Tasks and exercises ::
1. Using the passage on segmentation and classification models, answer these:
(a) What batch size was set for the experiments with the pre-trained segmentation models?
(b) Which backbone, paired with U-Net, gave the best mean IoU on both the validation and testing sets?
(c) What was the ratio of training to testing sets for Dataset A?
2. Can you resume the passage on segmentation and classification models after its last sentence?

Extracted text ::

Various architectures and backbones of segmentation models (Lakubovskii, 2019) were tested in this work. These architectures included U-Net (Ronneberger, Fischer & Brox, 2015), FPN (Kirillov et al., 2017), LinkNet (Chaurasia & Culurciello, 2017) and PSPNet (Zhao et al., 2016). There were 25 backbones for each architecture which is bundled with pre-trained weights from the ImageNet dataset (Deng et al., 2009). The backbones, initialized with the pre-trained weights, included ResNet-34, ResNet-50 (He et al., 2015), InceptionV3 (Szegedy et al., 2015), VGG-16, VGG-19 (Simonyan & Zisserman, 2014), InceptionResNet-V2 (Szegedy, Ioffe & Vanhoucke, 2016) and SE-ResNet-50 (Hu, Shen & Sun, 2017).

Experiments were set up and performed using the eight validation slides and ten testing slides. Experimental settings were configured as same as those presented in Table S1, except the batch size was initialized to 32. The performance evaluations of the pre-trained segmentation models are presented in Table 8.

Although, the based U-Net of SE-ResNet50 gave the best performance of mean IoU for both the validation and testing sets (Fig. 14), our analysis of loss and validation loss during training epochs, indicated that the model was fluctuated and influenced by the overfitting.

However, the scores from these experiments encouraged us to develop the proposed method in this work. By employing the gated U-Net with attention gates and residual blocks for semantic segmentation, we obtained more stable models.

Binary classification task for dataset A

In addition, we utilized Dataset A (see Fig. 4) for a patch-level binary classification task in our preliminary study. The dataset was organized into five-fold cross-validation datasets of training and testing sets. Figure 15 presents the patch amounts of normal and malignant tissues (GP3 and GP4 only) from a fold after data augmentation. The ratio of training to testing sets was 84:16. Transfer learning employed InceptionResNetV2, InceptionV3 (Herrera et al., 2021), ResNet-50V2, ResNet-50, and Xception. The original patches of 256 × 256 pixels were resized to 299 × 299 pixels and normalized. The subject-independence of patch-level validation was evaluated using the ratio of 0.25. As a result, the performance metrics returned by WME evaluations in the patch-level binary classification task were 0.88 for sensitivity, 0.82 for specificity, and 0.85 for F1-score. In comparison to Kott et al. (2021) who used a larger dataset (85 biopsy slides and unique patient splitting), a ResNet-based model returned scores of 0.93 for sensitivity and 0.90 for specificity. Although Dataset A consisted of just 50 slides, the performances of the transfer learning approach were acceptable.

Supplied data ::
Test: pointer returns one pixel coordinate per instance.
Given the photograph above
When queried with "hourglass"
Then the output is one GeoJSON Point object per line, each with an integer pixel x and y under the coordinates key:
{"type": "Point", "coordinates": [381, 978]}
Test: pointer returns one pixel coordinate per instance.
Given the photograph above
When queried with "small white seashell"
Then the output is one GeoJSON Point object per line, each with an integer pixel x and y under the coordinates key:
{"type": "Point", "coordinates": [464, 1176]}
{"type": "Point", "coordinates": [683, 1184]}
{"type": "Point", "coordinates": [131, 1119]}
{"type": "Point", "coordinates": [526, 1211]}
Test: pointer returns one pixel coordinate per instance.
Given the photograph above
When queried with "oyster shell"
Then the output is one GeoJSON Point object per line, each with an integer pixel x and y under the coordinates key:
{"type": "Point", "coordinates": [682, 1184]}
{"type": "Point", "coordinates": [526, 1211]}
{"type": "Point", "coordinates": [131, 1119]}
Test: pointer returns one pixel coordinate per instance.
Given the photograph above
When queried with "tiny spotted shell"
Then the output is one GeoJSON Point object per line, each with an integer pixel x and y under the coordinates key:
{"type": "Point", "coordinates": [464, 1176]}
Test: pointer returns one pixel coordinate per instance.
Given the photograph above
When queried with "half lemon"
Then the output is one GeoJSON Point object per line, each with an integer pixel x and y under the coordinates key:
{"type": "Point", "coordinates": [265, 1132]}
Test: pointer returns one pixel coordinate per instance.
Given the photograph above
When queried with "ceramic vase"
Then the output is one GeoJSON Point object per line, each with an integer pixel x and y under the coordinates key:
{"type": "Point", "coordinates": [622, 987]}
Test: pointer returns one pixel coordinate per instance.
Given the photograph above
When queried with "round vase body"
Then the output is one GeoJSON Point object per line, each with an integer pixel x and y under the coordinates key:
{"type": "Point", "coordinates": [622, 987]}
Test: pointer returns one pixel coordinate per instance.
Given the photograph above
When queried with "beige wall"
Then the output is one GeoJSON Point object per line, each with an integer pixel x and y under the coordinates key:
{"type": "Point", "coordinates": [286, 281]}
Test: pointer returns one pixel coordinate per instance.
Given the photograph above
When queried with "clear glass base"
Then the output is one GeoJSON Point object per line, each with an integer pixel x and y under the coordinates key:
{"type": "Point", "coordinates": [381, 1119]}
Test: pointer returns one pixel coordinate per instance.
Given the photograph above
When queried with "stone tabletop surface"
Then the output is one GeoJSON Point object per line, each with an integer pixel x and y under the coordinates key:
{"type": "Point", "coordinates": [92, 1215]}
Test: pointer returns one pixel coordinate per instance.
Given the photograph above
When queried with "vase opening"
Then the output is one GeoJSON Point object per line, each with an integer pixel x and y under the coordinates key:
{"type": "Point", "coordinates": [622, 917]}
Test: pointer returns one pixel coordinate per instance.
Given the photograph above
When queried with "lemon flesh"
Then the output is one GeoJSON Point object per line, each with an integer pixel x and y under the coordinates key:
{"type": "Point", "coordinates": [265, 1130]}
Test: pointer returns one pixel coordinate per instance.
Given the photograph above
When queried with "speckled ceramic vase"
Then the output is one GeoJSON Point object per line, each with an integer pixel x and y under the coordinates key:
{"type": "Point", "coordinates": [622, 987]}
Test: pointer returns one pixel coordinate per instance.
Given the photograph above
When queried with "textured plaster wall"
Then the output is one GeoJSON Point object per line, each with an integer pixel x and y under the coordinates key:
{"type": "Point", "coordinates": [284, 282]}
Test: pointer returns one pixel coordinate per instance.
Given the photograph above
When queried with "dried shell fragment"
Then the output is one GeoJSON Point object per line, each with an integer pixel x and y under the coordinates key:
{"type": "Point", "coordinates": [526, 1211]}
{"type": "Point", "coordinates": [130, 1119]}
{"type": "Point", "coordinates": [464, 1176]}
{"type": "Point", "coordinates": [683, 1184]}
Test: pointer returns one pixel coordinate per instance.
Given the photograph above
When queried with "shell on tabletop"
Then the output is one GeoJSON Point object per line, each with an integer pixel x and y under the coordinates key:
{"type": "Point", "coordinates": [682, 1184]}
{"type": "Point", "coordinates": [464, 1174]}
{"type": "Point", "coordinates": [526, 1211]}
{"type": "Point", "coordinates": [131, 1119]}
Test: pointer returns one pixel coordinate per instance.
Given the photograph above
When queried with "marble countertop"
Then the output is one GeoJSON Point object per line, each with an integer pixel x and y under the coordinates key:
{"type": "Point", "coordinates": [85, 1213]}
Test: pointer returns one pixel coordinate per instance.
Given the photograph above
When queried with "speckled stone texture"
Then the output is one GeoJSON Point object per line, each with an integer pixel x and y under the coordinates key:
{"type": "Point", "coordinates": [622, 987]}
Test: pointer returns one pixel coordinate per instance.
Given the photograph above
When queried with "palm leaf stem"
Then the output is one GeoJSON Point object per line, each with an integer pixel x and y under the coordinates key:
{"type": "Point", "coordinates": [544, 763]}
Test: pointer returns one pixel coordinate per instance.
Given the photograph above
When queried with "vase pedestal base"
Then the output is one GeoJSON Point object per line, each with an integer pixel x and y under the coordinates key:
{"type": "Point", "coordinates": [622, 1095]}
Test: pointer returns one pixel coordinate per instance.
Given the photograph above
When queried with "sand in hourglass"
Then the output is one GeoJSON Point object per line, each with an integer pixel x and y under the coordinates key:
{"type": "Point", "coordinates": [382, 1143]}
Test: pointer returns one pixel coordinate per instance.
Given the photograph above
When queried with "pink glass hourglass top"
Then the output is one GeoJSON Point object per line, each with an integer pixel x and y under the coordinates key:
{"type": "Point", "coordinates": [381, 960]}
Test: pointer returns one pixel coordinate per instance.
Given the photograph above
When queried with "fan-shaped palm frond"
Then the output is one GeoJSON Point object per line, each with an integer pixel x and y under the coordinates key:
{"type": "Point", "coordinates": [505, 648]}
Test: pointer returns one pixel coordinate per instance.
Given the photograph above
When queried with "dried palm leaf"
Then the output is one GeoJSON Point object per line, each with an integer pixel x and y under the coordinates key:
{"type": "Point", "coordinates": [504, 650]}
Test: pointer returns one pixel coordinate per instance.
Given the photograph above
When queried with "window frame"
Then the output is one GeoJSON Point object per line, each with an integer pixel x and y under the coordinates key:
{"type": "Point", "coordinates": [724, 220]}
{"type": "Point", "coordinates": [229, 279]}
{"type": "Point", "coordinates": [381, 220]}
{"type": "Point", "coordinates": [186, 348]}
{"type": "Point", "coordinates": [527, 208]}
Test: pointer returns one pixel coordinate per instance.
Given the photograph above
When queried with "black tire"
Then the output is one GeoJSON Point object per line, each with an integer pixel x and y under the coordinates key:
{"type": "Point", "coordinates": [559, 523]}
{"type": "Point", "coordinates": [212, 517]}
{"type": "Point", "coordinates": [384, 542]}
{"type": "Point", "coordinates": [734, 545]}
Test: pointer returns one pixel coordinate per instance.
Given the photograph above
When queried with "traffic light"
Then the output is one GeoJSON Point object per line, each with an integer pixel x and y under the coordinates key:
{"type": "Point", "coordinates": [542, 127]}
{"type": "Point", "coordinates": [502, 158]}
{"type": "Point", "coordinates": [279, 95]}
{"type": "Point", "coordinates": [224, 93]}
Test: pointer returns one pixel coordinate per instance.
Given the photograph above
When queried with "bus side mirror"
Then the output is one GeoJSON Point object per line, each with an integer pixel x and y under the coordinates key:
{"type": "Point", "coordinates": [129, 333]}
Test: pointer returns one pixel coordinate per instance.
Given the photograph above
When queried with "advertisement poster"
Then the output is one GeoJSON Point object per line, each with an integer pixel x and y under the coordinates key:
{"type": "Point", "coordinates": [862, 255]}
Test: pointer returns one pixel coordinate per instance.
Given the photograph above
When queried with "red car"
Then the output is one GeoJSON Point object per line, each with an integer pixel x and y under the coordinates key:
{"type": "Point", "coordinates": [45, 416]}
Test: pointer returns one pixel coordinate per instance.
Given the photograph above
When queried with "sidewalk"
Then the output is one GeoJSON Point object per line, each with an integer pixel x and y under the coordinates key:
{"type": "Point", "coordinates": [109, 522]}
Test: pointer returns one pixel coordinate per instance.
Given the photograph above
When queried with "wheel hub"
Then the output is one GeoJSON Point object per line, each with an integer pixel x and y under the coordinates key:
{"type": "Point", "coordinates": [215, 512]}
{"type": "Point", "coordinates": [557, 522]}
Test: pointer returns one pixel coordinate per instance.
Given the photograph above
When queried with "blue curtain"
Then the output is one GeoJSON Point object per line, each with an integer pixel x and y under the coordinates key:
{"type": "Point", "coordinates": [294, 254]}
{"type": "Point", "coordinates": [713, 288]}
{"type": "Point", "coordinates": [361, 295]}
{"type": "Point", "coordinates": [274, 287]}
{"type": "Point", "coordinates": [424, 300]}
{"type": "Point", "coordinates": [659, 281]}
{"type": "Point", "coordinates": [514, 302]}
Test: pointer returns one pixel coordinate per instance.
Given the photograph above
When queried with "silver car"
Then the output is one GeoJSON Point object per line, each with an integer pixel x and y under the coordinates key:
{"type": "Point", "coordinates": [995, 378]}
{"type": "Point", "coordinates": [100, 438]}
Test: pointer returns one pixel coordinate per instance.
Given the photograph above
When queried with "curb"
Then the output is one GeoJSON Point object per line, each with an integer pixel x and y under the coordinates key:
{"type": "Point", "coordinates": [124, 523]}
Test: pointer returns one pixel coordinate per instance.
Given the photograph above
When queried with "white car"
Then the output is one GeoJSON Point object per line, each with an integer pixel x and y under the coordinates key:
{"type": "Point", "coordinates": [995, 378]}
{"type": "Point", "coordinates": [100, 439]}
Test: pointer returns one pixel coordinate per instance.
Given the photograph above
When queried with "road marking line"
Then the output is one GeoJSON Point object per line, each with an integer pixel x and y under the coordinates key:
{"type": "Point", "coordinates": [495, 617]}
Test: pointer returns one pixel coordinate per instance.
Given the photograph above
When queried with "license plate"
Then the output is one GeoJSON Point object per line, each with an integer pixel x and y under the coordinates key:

Answers to this exercise ::
1.
(a) 32
(b) SE-ResNet50
(c) 84:16

2.
Limitations

This study comes with limitations. Firstly, the constraint of a 50-slide limit led to an observed overfitting issue. Initially, we conducted empirical experiments with a subset of 10–20 slides, later expanding to 50 for the current study. Each of the 50 slides contains 2–6 biopsy cores, resulting in a total of 37,932 pairs or 75,864 patches that can help reduce the overfitting. However, overfitting is a challenge in deep learning, we are satisfied with the model’s performance given these limitations.

Secondly, we conducted the annotations with a single pathologist rather than parallel reviewing by two pathologists concurrently. Consequently, assessment of inter-observer variability between the pathologists was not within the scope of our study during this phase. However, addressing this limitation would involve incorporating a broader panel of pathologists to establish reference standards.

Thirdly, the evaluation of AI models was conducted subject-independently, not considering patient- or slide-specific factors. However, slide-level predictions were qualitatively assessed based on performance.

Fourthly, while the models effectively identify and localize cancerous tissues, providing region probability in biopsy cores, they are limited by their binary training nature. As a result, they cannot differentiate between GP, hindering their ability to assess GS and further GG for a comprehensive evaluation of malignant tissue quantity and severity.

Finally, the proposed methods do not directly address grading related to clinical outcomes or radical prostatectomy in this article. However, this limitation motivates ongoing research to develop solutions tailored to our current clinical challenges.